▸ Exercise brief
Once the line containing "For each <instance>, the" is found in the entries below, restate it and each following line word for word, stopping after the line containing "positive clicks: (227, 375) (111, 427)".

▸ Dataset records
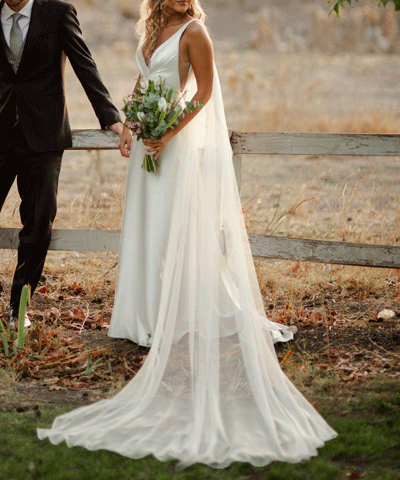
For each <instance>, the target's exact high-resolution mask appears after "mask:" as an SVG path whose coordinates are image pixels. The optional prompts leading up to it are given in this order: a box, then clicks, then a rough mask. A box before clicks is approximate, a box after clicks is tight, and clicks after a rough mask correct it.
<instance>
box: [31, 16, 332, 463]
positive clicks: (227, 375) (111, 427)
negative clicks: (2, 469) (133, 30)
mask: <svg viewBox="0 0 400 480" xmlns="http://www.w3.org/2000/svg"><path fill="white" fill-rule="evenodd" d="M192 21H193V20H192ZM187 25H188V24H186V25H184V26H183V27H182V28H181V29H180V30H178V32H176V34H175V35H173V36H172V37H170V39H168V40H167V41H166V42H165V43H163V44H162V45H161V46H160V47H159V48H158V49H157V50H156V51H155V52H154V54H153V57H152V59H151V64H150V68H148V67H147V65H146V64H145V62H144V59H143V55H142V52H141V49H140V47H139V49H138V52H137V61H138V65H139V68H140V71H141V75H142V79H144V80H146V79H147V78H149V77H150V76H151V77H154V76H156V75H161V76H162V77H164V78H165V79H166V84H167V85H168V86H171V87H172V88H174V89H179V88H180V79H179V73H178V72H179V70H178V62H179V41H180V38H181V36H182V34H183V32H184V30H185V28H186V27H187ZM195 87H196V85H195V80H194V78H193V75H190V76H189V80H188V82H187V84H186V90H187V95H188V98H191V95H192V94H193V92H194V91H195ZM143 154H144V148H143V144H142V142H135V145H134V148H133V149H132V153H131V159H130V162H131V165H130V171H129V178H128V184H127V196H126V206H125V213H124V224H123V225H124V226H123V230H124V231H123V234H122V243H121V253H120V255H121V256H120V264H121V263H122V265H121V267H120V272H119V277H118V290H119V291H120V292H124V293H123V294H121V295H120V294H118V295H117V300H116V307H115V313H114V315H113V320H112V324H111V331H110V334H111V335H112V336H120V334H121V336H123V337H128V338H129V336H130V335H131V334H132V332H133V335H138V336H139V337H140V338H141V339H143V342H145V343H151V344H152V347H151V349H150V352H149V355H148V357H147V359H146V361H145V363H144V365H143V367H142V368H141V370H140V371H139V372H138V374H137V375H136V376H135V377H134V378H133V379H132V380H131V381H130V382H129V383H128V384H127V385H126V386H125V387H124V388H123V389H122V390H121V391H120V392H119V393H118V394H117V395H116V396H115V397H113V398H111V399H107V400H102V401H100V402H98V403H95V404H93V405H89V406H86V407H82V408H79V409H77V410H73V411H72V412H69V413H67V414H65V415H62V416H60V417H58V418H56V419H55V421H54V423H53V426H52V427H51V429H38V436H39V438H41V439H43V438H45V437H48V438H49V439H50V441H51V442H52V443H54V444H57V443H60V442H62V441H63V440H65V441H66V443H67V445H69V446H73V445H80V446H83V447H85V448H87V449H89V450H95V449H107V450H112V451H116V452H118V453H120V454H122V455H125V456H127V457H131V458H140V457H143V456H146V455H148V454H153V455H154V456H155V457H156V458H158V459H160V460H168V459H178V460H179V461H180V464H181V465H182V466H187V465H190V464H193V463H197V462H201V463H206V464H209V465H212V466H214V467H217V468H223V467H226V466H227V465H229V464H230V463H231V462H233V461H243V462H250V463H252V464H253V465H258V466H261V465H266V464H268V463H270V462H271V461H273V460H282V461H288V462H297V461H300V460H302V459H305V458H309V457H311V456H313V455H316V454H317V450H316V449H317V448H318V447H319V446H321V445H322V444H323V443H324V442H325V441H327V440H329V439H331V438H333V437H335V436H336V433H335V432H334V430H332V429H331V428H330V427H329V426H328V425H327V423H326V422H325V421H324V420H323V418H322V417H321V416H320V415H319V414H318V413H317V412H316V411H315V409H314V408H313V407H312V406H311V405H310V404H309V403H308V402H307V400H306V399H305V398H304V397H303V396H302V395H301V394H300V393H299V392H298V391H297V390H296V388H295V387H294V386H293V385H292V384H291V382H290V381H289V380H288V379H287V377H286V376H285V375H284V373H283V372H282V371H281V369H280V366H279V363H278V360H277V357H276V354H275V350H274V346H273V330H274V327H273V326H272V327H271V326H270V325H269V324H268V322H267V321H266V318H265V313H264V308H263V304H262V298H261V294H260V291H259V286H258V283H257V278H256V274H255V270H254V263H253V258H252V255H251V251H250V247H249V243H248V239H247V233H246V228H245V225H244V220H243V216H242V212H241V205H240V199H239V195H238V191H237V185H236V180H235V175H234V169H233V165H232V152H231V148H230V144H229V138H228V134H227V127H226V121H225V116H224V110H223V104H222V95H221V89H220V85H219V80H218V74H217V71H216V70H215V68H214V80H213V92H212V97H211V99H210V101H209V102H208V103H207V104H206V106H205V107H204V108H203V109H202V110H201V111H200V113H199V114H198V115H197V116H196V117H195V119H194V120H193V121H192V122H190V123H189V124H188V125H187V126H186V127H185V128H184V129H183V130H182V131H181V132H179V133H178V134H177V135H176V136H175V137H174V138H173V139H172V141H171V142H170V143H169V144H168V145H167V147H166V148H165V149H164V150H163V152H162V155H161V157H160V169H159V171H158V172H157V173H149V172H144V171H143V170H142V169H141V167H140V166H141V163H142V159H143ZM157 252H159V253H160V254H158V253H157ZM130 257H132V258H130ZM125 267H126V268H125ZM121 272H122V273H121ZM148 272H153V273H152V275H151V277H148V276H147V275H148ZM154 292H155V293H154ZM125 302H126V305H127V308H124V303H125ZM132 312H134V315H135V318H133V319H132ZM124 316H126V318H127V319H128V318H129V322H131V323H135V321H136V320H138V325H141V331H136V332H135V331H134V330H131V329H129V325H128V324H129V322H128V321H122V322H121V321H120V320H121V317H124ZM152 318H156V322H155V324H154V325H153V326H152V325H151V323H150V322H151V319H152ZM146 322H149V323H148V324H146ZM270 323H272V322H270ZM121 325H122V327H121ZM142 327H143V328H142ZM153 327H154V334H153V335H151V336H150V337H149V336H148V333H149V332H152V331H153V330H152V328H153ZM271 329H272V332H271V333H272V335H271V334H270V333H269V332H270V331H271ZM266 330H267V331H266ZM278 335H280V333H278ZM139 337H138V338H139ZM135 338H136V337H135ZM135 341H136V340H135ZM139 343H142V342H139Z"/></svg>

--

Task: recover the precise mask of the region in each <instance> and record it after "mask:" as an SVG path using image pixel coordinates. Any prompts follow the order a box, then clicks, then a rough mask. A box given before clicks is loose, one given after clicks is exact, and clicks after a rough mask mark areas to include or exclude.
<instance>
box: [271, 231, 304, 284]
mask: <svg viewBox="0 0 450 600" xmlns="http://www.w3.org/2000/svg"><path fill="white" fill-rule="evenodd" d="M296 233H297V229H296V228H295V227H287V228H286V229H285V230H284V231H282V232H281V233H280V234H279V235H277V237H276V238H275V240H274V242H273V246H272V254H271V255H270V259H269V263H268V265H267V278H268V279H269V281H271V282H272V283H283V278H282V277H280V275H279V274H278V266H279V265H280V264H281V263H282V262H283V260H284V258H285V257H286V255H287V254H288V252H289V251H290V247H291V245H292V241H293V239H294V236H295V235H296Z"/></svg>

--

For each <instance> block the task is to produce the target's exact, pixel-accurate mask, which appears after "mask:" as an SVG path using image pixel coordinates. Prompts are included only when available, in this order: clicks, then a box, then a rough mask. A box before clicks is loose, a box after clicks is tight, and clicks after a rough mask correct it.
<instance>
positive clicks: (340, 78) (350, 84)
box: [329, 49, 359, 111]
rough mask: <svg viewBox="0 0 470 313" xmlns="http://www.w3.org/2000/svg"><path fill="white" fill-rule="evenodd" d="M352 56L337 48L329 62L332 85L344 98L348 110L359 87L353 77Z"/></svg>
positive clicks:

▸ Result of this task
For each <instance>, the target's exact high-resolution mask appears after "mask:" as an SVG path whose coordinates are image pixels. The optional prompts leading up to it are given in this order: a box, then clicks, then a rough mask. A box before clicks is approximate, a box after clicks is tight, and clicks after a rough mask correct it.
<instance>
box: [31, 16, 332, 463]
positive clicks: (227, 375) (111, 427)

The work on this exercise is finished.